Data records:
#####

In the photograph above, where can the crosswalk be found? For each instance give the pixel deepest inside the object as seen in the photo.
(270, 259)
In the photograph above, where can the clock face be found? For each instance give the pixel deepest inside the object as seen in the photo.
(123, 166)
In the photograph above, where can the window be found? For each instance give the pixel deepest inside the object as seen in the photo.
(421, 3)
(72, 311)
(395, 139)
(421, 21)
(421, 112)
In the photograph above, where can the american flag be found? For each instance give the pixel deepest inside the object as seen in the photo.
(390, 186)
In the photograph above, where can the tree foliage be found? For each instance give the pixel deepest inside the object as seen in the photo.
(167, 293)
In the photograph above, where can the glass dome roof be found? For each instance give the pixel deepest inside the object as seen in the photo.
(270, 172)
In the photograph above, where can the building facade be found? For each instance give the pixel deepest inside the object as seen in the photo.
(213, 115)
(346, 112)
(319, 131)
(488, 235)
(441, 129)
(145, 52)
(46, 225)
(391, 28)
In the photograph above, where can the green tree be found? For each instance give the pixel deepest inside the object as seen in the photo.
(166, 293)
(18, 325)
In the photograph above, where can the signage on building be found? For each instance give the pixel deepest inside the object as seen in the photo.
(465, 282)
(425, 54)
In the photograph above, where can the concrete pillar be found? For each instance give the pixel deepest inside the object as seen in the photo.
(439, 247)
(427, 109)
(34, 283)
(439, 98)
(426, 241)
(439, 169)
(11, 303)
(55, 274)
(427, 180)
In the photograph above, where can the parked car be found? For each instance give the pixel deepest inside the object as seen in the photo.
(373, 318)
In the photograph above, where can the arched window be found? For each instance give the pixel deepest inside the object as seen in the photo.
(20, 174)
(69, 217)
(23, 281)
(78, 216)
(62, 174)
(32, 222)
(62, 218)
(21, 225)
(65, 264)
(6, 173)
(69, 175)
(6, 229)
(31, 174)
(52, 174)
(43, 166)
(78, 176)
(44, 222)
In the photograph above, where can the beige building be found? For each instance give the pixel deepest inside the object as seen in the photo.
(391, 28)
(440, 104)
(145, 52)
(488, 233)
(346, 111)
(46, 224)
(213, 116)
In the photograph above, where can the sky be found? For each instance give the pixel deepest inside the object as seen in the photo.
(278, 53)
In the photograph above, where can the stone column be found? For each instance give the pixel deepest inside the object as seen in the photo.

#####

Using the entries above, please restate each one word for word.

Result:
In the photograph above, where can the crosswalk be found? For each instance give the pixel deepest inside the object as seen in the photo.
(270, 259)
In the photograph above, where can the clock face be found? For each instance give the pixel deepest inside the object as seen in the photo.
(123, 166)
In the photograph above, where can the window be found? For each instance give the pixel deepest inside the object as seen in the photo.
(421, 3)
(72, 311)
(395, 139)
(421, 21)
(421, 112)
In the photograph above, where can the american flag be found? For each instance give the pixel deepest inside the object as seen in the photo.
(390, 186)
In the photograph above, where can the tree foliage be found? For each instance give the pixel deepest inside the object as seen in the photo.
(167, 293)
In the photograph above, where can the glass dome roof be found? For each instance give the pixel deepest inside the object as seen in the photo.
(270, 172)
In the photograph above, where can the building facade be found? For each instance give the pixel deepest inside the object as seen in the photo.
(213, 115)
(346, 112)
(319, 131)
(488, 235)
(441, 129)
(145, 52)
(46, 225)
(391, 28)
In the photograph above, where can the green tree be found? For each instance give the pixel deepest inside the object as seen in the photo.
(166, 293)
(18, 325)
In the photograph above, where can the signage on building be found? For each instance give the pixel deepest inside the object as seen in the photo.
(465, 282)
(425, 54)
In the photograph above, where can the concrete pillar be found? For each instance give the pixel deepest inside the object as seen in the photo.
(439, 247)
(427, 109)
(34, 283)
(439, 98)
(426, 241)
(439, 169)
(11, 303)
(55, 274)
(427, 180)
In the photograph above, where can the parked car be found? For each instance give the pixel deepest inside the object as seen in the photo.
(373, 318)
In the photograph above, where can the arched window be found? For each instance give the pixel deepest inside the object as seen in the photo.
(20, 174)
(69, 217)
(23, 281)
(78, 216)
(62, 174)
(32, 222)
(62, 218)
(21, 225)
(65, 264)
(6, 173)
(69, 175)
(6, 229)
(31, 174)
(52, 174)
(43, 166)
(78, 176)
(44, 222)
In the photograph above, where can the beige building be found? For each instance give the pixel deepest inside the object as seen in the photo.
(391, 28)
(440, 104)
(145, 52)
(488, 233)
(346, 111)
(46, 224)
(213, 116)
In the photograph above, where can the sky be found? For each instance give the pixel deepest inside the object as seen in the photo.
(278, 53)
In the photograph above, where can the stone column be found? For each instance give the pixel deepest inside the object as seen in the photo.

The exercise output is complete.